Data records
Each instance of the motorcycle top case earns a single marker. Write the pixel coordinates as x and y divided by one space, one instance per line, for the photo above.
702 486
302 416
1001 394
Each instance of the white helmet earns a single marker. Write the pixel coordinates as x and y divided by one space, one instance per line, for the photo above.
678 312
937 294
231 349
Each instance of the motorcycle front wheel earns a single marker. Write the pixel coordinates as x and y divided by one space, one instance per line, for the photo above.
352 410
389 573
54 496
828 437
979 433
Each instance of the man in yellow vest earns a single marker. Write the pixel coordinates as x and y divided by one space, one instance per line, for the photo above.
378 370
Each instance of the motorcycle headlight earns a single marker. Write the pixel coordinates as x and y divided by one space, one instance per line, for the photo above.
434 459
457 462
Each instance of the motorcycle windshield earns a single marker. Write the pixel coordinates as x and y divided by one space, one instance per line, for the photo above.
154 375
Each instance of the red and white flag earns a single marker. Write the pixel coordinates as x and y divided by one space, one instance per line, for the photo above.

» **Given instruction**:
Copy the material above line by line, reproducing every character without any change.

» **Expected answer**:
Each instance of the motorcycle top case earns a single marker. Write the pixel coordinates as x and y divided by one space, one instance per line, for the photo above.
702 486
302 416
1001 394
Each instance of the white helmet earns a single marker. Write the pixel coordinates as x and y divided by one space, one instance per line, for the photo above.
678 312
937 294
231 349
Each instance of the motorcycle front wheel earns a single marker. Write the pixel coordinates as x and y divided by one space, one instance per line, for the photo above.
352 410
389 573
54 496
828 437
979 433
Each instance of the man in yellow vest earns a single marker. Write the pixel coordinates as x and y divided by one space, one instance per line, for the photo above.
378 370
Each instance of the motorcycle headlight earns a single marker. Write the pixel coordinates as x and y divided by one space, one instance per line, for the photo above.
434 459
457 462
Each instance of the motorcycle windshield earns a single marker. Write the pixel coordinates as x and y divided by one space, one instance per line, for the photo above.
154 375
Each instance of the red and white flag earns a single marker. Write the pixel coordinates as x and y divided by one space, one instance per line, for the photo above.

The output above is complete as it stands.